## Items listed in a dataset

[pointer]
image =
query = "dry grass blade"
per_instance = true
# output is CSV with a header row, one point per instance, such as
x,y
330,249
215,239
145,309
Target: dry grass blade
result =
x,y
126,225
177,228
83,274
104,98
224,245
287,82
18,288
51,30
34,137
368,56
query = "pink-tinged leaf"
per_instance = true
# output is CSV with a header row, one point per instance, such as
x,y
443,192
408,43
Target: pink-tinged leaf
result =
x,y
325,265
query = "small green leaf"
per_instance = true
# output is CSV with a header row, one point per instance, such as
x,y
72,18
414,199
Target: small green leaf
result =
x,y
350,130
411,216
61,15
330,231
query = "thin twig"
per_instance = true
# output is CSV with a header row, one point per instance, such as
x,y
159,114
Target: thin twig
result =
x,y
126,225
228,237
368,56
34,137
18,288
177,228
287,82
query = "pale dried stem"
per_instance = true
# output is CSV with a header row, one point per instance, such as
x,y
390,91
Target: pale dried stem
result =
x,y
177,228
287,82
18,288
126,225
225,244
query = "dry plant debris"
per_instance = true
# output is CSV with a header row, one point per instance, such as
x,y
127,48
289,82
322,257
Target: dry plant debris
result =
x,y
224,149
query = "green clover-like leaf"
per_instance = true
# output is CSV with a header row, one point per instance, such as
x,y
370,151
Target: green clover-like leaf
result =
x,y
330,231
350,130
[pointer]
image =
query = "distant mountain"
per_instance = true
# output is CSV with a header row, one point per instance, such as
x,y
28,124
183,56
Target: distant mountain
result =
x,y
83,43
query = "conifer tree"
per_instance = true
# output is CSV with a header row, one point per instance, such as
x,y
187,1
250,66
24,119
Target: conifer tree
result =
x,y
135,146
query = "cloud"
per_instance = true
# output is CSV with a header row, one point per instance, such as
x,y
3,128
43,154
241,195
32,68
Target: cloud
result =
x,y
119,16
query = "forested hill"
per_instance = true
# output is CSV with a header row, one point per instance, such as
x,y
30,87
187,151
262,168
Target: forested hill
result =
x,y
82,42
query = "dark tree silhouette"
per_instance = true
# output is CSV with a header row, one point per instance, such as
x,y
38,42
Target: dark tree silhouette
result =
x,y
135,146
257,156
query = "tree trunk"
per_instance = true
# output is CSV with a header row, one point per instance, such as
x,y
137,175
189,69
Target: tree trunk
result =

## Your goal
Each entry in the data must be copied exactly.

## Answer for the task
[pointer]
image =
query = "dry grass blade"
per_instance = true
# output is CSV with a header row, one point per instance, such as
x,y
330,249
215,239
145,309
Target: dry grass blade
result =
x,y
126,225
177,228
83,274
104,98
224,245
287,82
18,288
51,30
34,137
368,56
query = "pink-tinged leaf"
per_instance = true
# output is CSV with a header row, one point per instance, such as
x,y
443,192
408,43
Target: pink-tinged leaf
result =
x,y
325,265
query = "small green leaf"
per_instance = true
# output is CSV with a header row, one point per instance, such as
x,y
72,18
414,199
Target: small green leaf
result =
x,y
350,130
411,216
61,15
330,231
query = "thin twig"
per_instance = true
# output is CSV with a header row, one point per instance, such as
x,y
159,114
Target: thin twig
result =
x,y
126,225
228,237
368,56
34,137
18,288
177,228
287,82
query = "pale dried stem"
per_instance = true
# output is CSV with a header row, one point per instance, such as
x,y
390,91
Target: pale dried stem
result =
x,y
177,228
287,82
18,288
126,225
225,244
query = "dry plant debris"
per_instance = true
# output is CSV with a header row, one point per instance, such as
x,y
127,48
289,82
322,257
Target: dry plant debris
result =
x,y
224,149
query = "green clover-like leaf"
per_instance = true
# output is CSV with a header row, one point per instance, such as
x,y
370,151
Target: green clover-like leaf
result =
x,y
330,231
350,130
[pointer]
image =
query = "distant mountain"
per_instance = true
# output is CSV with a header row, one point per instance, such as
x,y
28,124
183,56
Target: distant mountain
result =
x,y
83,43
query = "conifer tree"
per_instance = true
# output is CSV with a header row, one point per instance, such as
x,y
187,1
250,66
24,119
Target: conifer tree
result =
x,y
135,146
query = "cloud"
per_instance = true
# output is CSV with a header row, one point per instance, such as
x,y
3,128
43,154
241,195
32,68
Target: cloud
result =
x,y
119,16
query = "forested hill"
per_instance = true
# output is CSV with a header row, one point per instance, such as
x,y
30,87
187,151
262,168
Target: forested hill
result =
x,y
82,42
query = "dark tree silhouette"
per_instance = true
# output is CSV with a header row, one point per instance, such as
x,y
38,42
Target: dark tree silhouette
result =
x,y
135,146
257,156
query = "tree trunk"
per_instance = true
# output is CSV with a header row, one point per instance, such as
x,y
137,175
189,69
Target: tree trunk
result =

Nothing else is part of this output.